■ Текст
※

Поднимаемся все выше и выше по лестнице башни. Она (без шатра) ростом в десятиэтажный дом, а с шатром и звездой достигает высоты двадцатиэтажного современного здания - 71 метра.
Хотя за стеной день хмурый, в толще башни довольно светло, лучи проникают через расходящиеся раструбом окна, рассеивающие свет.
Делаем передышку на площадке лестницы.
- Посмотрите, - говорит архитектор, показывая на побеленные чистые стены, еще не успевшие покрыться пылью времени. - Это наша работа...
А я ничего не вижу, кроме того, что было тут и пятьсот лет тому назад. Прочность стен, толща камня, белизна мела. Таков закон реставрации: чем лучше она сделана, тем менее заметна. Нет теперь трещин, избороздивших тело исполина глубокими морщинами. Да что там морщины-трещины. Камни рушились так неумолимо время даже к толще полупудового кирпича на песчано-известковом растворе.
Чтобы не появлялись трещины (инженеры предложили, а рабочие это выполнили), в каменную твердь вживили стальные струны, охватившие столп со всех сторон. Оранжевого цвета, покрашенные антикоррозийной краской стяжки проглядывают над головой, между сводчатых стен. Устройства эти с резьбой. При необходимости всегда можно будет завинтить гайки и подтянуть ослабевшие струны. Все сделано на совесть, на века. Заняты тут были рабочие сорока разных специальностей.
Теперь путь в дверь, что выходит на площадку-стрельницу. Тут мы оказываемся на месте, где состыковались века - средние и новые.
Спасская башня была сотни лет неприступной твердыней, грозно ощетинившейся зубцами, прикрытая деревянным навесом. Ее изначальные кирпичи, обветренные, прокаленные огнем, морозом, шероховатые на ощупь, лежат рядом с гладкими новыми кирпичами, точно такого же размера, уложенными недавно нашими современниками взамен отживших свой срок.
Суровые башни - стрельницы, как их называли, предназначавшиеся первоначально для защиты Кремля, в XVII веке, когда Москва далеко раздвинула границы и ей не угрожали, как прежде, набеги, москвичи надстроили и украсили. Тогда-то над Спасской башней и появились колокольня, шатер, часы, башенки и выточенные из белого камня изваяния зверей.
Они сидят друг перед другом, присев на задние лапы, как в цирке, и держат в лапах шары. В шарах - отверстия: служили они флагштоками.
Что это за звери? Те, что покрыты гривами, с тонкими хвостами, без сомнения, заморские львы. А те, что сидят напротив них, с тупоносыми мордами, по всей видимости, медведи, какие ходили некогда в московских лесах...

※

■ Данные для задания
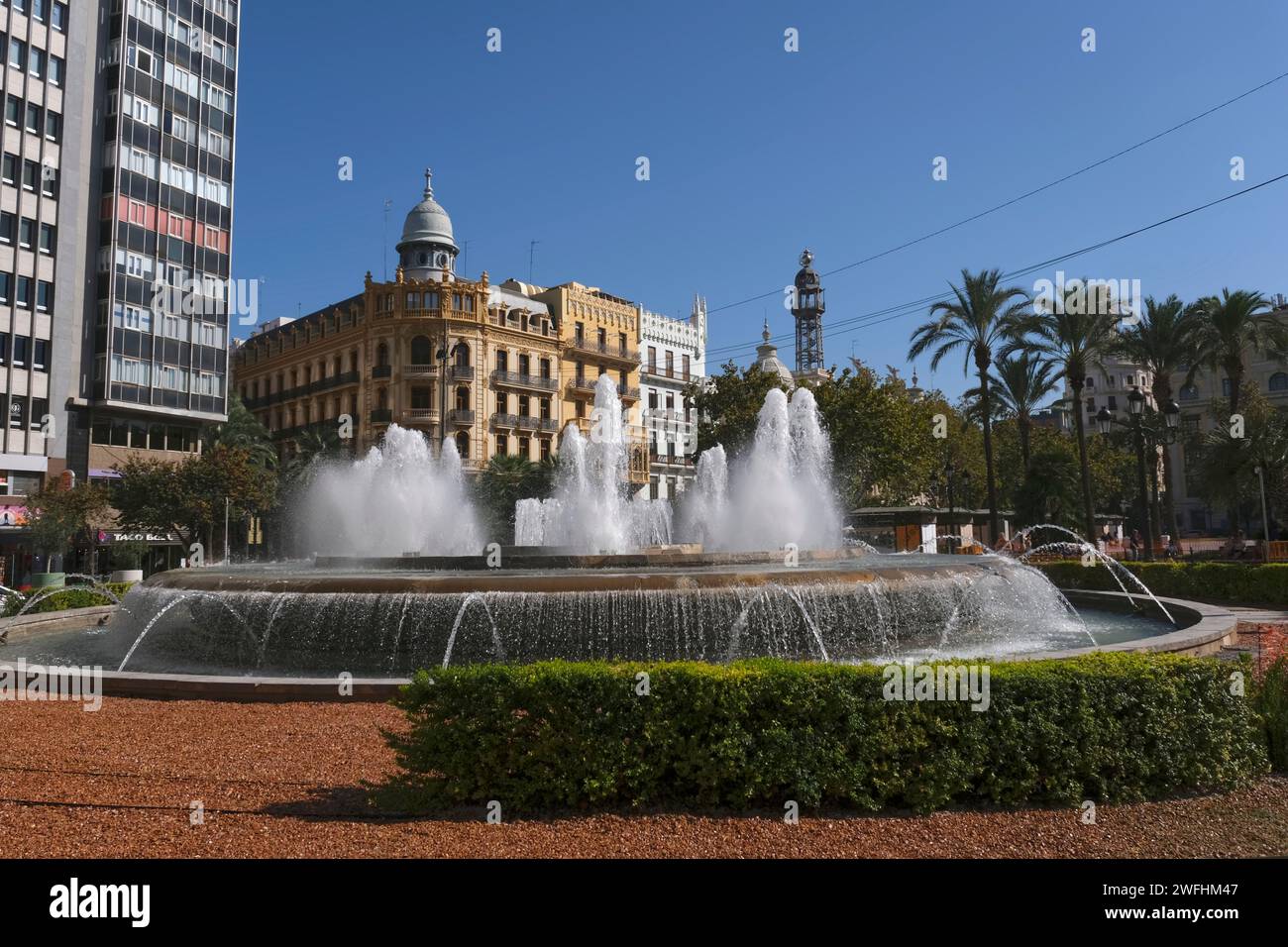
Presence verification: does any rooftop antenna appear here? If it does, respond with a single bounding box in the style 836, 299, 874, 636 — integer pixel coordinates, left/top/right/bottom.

※

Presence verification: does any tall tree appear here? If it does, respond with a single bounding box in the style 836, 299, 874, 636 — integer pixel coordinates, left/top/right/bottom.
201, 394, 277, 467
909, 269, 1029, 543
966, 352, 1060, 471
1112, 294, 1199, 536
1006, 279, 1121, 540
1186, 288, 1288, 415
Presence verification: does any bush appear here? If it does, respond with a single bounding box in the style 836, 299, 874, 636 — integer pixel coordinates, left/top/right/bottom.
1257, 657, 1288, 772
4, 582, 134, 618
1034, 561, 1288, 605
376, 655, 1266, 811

※

■ Задание 1
Выпишите из записей все строки, где встречается слово «pixel», с учетом регистра букв.
■ Задание 2
Продолжите текст о реставрации Спасской башни, начав сразу после его последнего предложения.
Текст и записи взяты из разных источников.

■ Ответ 1
Presence verification: does any rooftop antenna appear here? If it does, respond with a single bounding box in the style 836, 299, 874, 636 — integer pixel coordinates, left/top/right/bottom.
Presence verification: does any tall tree appear here? If it does, respond with a single bounding box in the style 836, 299, 874, 636 — integer pixel coordinates, left/top/right/bottom.
Presence verification: does any bush appear here? If it does, respond with a single bounding box in the style 836, 299, 874, 636 — integer pixel coordinates, left/top/right/bottom.

■ Ответ 2
Над белокаменными башенками золотятся флажки, разворачиваемые ветром, как флюгеры. Выше над ними свисают золотые стрелки. Римские цифры заполнили черный круг циферблата часов. О них писатель Юрий Олеша сказал: "Правда, какое чудо башенные часы: кажется, кто-то плывет в лодке, взмахивая золотыми веслами".
Теперь - путь ввысь, огибая стены ствола, где расположился механизм часов. По дороге попадаются тросы гирь, путешествующих вверх и вниз в колодце башни. Со всех сторон в проемах колокольни висят разной величины бронзовые колокола. Самый большой зависает в центре, над головой. Тянутся между звонами тонкие тросы, приводимые в движение механизмом боя. Интересно взирать с этой башни на Кремль и на Москву.
Протягиваешь руку, и кажется, вот-вот возьмешь в руки яркий букет купола Василия Блаженного. Город лишается высоты, отдавая ее Спасской башне, он сжимается плотным кольцом вокруг нее, и все видится отсюда, как через бинокль, большим и близким.
Мы ждем, когда оживут колокола, а пока ходим вокруг Москвы. На башне словно на полюсе, где совершаешь кругосветное путешествие на месте, стоит только повернуться.
Прямо перед глазами на востоке Меншикова башня - улеглась вся розовой веткой на белом стволе высотного дома на Котельнической набережной.
Шаг - и перед глазами юг, Москва-река, за ней Шухова башня, новая вершина, стальной двадцатый век.
Еще поворот: Кремль весь на ладони, протянутой к тебе с золотыми гроздьями куполов, гирляндами красных зубцов и полушарием дворца, над которым реет флаг, просвечиваемый на солнце.
Вместе с этим шагом делают ход куранты, заполняя звоном башню. Это голос Кремля. Спасская башня звучит, как бронзовая труба, усиливая звуки, несущиеся с ее высоты над Москвой и миром.
Так, сопровождаемые музыкой колоколов, спускаемся вниз, чтобы выйти на стену и начать путь по стенам и башням Кремля.
Лестницы Спасской башни ведут в разные стороны, вверх и вниз, и каждая дорога открывает виды один краше другого. На том пути, что проложен по широкой стене в сторону Москвы-реки, первой встречается самая маленькая и самая непохожая на другие - Царская башня.
Она точно взлетела над стеной. Эту особенность отмечает С. П. Бартенев: "Единственная из всех кремлевских башен по своей форме и назначению. В сущности, это не башня, а каменный двухъярусный шатер, поставленный прямо на стену".
Зачем это было нужно?
Строители Кремля задали много загадок потомкам... На первом ярусе, проходя по стене, видим повисшие над головой крест-накрест деревянные, толстые, как бревна, перекладины. На них висели колокола. Крутая лестница ведет на второй ярус, и, поднявшись по ней, попадаю на крытую площадку, откуда открывается вид на Москву и Красную площадь.
Есть предание, что сюда поднимался Иван Грозный, чтобы смотреть на площадь, когда исполнялись его приговоры.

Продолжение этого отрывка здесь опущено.